→ Artikel

------------------------------------------------

Mittwochabend, eine urig-alternative Kneipe unweit des Kottbusser Tors. Draußen ist es klirrend kalt, drinnen stickig und verraucht. Es ist brechend voll. Aber heute ist kein normaler Bar-Abend. Die Künstler*innen von Peng haben zum Start ihrer Kampagne geladen. »Supermärkte sind Teil eines großen Systems, das Menschen ausbeutet«, ruft die Peng-Sprecherin Gil Schneider dem bierseligen Publikum zu. Der Aufruf: Menschen, geht klauen! Aber nicht irgendwo und schon gar bei Tante-Emma Läden, sondern bei den Großen. Da, wo das richtige Geld gemacht wird.
Peng will mit ihrer neuen Aktion auf globale Ungleichheiten aufmerksam machen und zeigen: Für unsere niedrigen Preise zahlen andere einen hohen Preis. »Die Supermärkte klauen jeden Tag auf legale Weise«, erklärt Schneider bei Bier und selbst gedrehten Zigaretten in einem Hinterzimmer der Kneipe. Die heimischen Supermärkte seien direkt und indirekt an Menschenrechtsverletzungen im Ausland beteiligt. Auf der Homepage des Kollektivs heißt es: »Die vier großen Discounter Lidl, Edeka, Aldi und Rewe bestehlen täglich ihre Produzent*innen, denn sie verhindern Gewerkschaften, zahlen Hungerlöhne und befördern die Verletzungen von Menschenrechten«. Ein Beispiel: Auf den Kakao-Farmen in Ghana, Kamerun und Elfenbeinküste arbeiten zwei Millionen Kinder. Sie schuften für unsere Schokolade.

------------------------------------------------

→ Datenzeilen
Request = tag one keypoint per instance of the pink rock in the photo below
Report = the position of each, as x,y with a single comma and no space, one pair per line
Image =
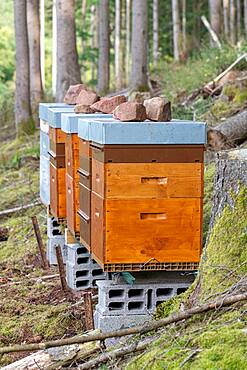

------------------------------------------------

→ Aufgaben
a: Wie viele Kinder arbeiten laut dem Artikel auf den Kakao-Farmen in Ghana, Kamerun und Elfenbeinküste?
b: Schreibe die Fortsetzung des Artikels über die Kampagne von Peng, beginnend nach seinem letzten Satz.

→ Erwartete Antworten
a: Dort arbeiten zwei Millionen Kinder.

b:
In der Kreuzberger Bar wird ein Video an die Wand gestrahlt. Die Bilder zeigen einen Supermarkt irgendwo in Deutschland. Die Stimme aus dem Off sagt: »Dank der Plantagenarbeiter in Brasilien, die für sie auf ihre Arbeitsrechte verzichten, kostet das Kilo Orangen heute nur 99 Cent.«
Ein anderes Video zeigt, wie man am besten in Supermärkten klaut. Symbol der Kampagne ist ein Waschbär. Die Aktivist*innen haben sich flauschige Schwänze angesteckt. Der Stil von Peng ist bunt, poppig und provokant. Das ist erfrischend anders als der moralisierende Spendengestus vieler Entwicklungsorganisationen.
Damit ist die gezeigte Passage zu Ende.